Apply what you read:
1. Translate this sentence from the article on warfarin bleeding into Spanish: "For epistaxis, direct pressure for 10-15 minutes is advised."
2. Using the article on warfarin bleeding, answer each question briefly.
(a) Which specialist should evaluate males who develop hematuria while taking warfarin?
(b) For how long should direct pressure be applied for epistaxis?
(c) According to the article, why should heat or massage be avoided after soft tissue trauma?

Extract:
>>>

Practical Challenges in the Management of Oral Anticoagulation

Steven R. Kayser, PharmD

Disclosures

Prog Cardiovasc Nurs. 2005;20(2):80-85. 

In This Article

Bleeding Associated With Warfarin

Warfarin is often implicated with bleeding and is in fact one of the most common drugs associated with emergency department admissions.[28] Despite this, warfarin does not cause bleeding. To bleed with warfarin, there must be some form of associated trauma. This trauma may not be trauma in the traditional sense, but may be the result of drying of the mucus membranes of the nose which causes a break in the membrane and subsequent bleeding from the capillaries. Similarly, warfarin does not cause gastric ulceration, but if a patient who is taking warfarin develops an ulcer, bleeding may be significant. When bleeding occurs, it should be investigated, since the bleeding may uncover an underlying lesion. Males especially who develop hematuria when taking warfarin should be evaluated by a urologist.[29] The presence of blood in the stool may only be hemorrhoids, but there is also the potential that it may be an occult malignancy.

Management of bleeding relies to a large extent on common sense. For epistaxis, direct pressure for 10-15 minutes is advised. Lowering of the head or the application of cold compresses to the neck are not effective. If soft tissue trauma occurs, application of cold compresses or ice as soon as possible is advisable. Heat or massage should be avoided since they result in vasodilation, which often worsens bleeding. Any bleeding into a joint, especially one that limits the range of motion, should be treated with prompt attention since hemarthroses may result.

<<<

Data entries:

>>>

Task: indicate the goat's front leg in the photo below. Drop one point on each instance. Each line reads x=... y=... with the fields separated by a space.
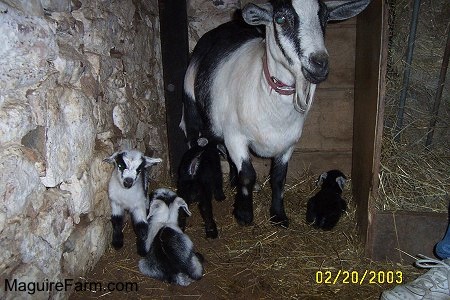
x=117 y=216
x=140 y=227
x=278 y=173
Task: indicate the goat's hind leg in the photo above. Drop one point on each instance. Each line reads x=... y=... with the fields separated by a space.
x=278 y=173
x=205 y=207
x=140 y=227
x=243 y=203
x=191 y=122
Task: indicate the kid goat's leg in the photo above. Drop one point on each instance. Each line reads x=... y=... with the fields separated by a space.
x=117 y=223
x=140 y=227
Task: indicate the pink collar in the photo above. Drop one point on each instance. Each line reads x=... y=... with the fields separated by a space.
x=277 y=85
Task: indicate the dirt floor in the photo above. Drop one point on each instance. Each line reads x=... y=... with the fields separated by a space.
x=262 y=261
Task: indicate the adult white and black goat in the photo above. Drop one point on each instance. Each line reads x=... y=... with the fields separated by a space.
x=171 y=255
x=251 y=84
x=127 y=190
x=326 y=207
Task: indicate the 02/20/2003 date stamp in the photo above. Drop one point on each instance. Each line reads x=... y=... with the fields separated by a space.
x=358 y=277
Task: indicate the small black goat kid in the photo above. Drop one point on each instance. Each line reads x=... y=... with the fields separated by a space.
x=326 y=207
x=171 y=255
x=127 y=190
x=199 y=179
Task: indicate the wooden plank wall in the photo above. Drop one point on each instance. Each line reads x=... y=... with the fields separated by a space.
x=371 y=63
x=326 y=142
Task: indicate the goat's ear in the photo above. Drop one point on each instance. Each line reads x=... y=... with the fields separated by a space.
x=155 y=206
x=341 y=182
x=150 y=161
x=182 y=204
x=111 y=159
x=260 y=14
x=342 y=10
x=321 y=178
x=202 y=142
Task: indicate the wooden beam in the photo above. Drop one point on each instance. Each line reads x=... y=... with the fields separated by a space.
x=175 y=55
x=370 y=70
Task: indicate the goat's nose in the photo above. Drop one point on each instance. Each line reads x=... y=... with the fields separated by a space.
x=319 y=61
x=128 y=182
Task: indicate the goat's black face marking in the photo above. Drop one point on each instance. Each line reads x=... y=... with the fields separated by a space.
x=286 y=23
x=121 y=165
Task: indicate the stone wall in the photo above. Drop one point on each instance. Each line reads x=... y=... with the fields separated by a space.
x=78 y=80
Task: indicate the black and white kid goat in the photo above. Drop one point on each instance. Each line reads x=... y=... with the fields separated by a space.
x=171 y=255
x=250 y=83
x=199 y=179
x=326 y=207
x=127 y=190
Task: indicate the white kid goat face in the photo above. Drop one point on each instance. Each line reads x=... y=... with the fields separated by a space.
x=130 y=164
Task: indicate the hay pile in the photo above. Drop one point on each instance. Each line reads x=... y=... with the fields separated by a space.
x=261 y=261
x=412 y=177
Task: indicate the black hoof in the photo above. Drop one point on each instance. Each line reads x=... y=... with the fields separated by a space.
x=243 y=217
x=117 y=243
x=211 y=233
x=282 y=221
x=220 y=196
x=141 y=248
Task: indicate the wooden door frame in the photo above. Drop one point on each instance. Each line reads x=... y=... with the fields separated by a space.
x=175 y=57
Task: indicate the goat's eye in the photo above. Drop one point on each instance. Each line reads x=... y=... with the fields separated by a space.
x=280 y=20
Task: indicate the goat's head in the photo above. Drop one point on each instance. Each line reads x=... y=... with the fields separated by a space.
x=295 y=36
x=159 y=211
x=130 y=164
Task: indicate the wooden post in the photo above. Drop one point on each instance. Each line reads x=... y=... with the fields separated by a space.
x=175 y=54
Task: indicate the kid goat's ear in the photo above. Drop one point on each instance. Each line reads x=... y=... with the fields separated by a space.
x=111 y=159
x=150 y=161
x=321 y=178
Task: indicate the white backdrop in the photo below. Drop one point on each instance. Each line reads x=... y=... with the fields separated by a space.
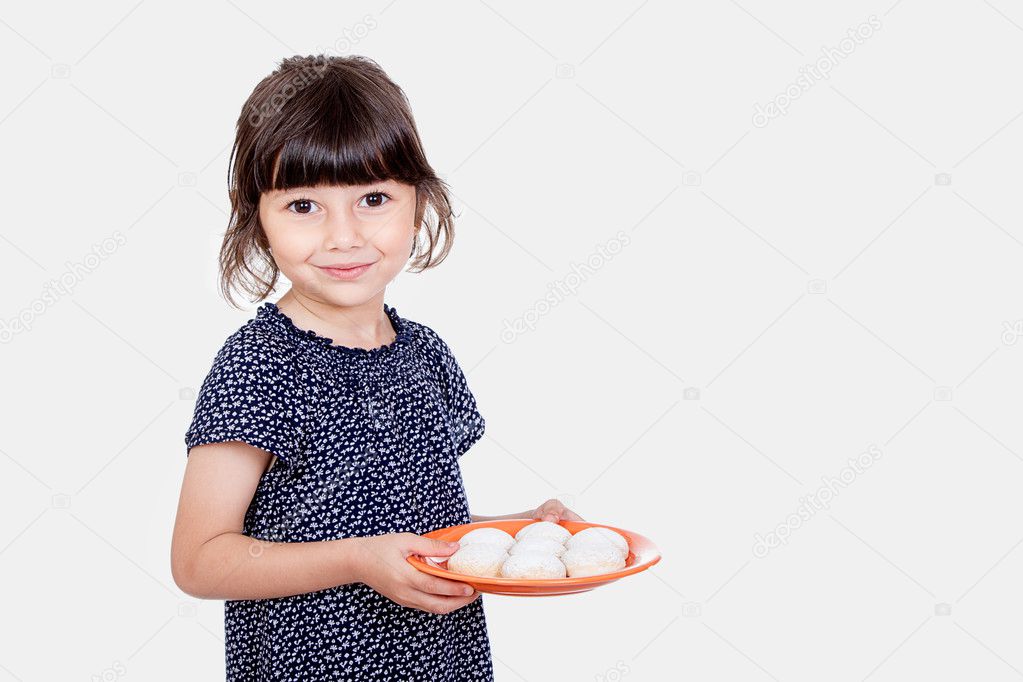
x=797 y=372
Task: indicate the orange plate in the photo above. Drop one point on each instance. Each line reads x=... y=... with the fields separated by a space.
x=642 y=554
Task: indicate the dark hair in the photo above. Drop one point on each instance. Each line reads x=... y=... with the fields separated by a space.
x=324 y=120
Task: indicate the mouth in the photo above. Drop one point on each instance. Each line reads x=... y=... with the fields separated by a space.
x=346 y=272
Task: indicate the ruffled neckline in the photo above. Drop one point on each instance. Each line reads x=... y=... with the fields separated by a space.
x=271 y=312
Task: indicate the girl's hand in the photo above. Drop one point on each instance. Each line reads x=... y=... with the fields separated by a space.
x=382 y=563
x=553 y=511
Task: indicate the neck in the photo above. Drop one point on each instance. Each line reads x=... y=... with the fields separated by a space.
x=364 y=325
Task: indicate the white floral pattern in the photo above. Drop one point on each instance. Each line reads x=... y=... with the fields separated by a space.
x=366 y=442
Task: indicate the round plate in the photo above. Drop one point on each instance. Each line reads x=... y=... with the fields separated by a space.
x=642 y=554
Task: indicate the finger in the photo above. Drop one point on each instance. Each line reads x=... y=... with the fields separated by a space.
x=572 y=516
x=441 y=586
x=439 y=604
x=431 y=546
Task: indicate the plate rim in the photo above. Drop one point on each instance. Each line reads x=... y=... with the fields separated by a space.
x=648 y=556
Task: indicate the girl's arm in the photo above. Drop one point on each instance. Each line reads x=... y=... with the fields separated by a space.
x=551 y=510
x=210 y=556
x=521 y=514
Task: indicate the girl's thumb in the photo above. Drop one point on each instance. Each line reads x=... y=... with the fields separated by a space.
x=434 y=547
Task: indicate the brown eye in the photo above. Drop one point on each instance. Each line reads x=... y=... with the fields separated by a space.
x=302 y=206
x=375 y=199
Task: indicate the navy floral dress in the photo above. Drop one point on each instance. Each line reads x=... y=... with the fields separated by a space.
x=365 y=442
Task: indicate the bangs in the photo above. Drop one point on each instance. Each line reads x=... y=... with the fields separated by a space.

<<<

Solutions to the tasks:
1. Para la epistaxis, se recomienda aplicar presión directa durante 10-15 minutos.

2.
(a) A urologist.
(b) 10-15 minutes.
(c) They result in vasodilation, which often worsens bleeding.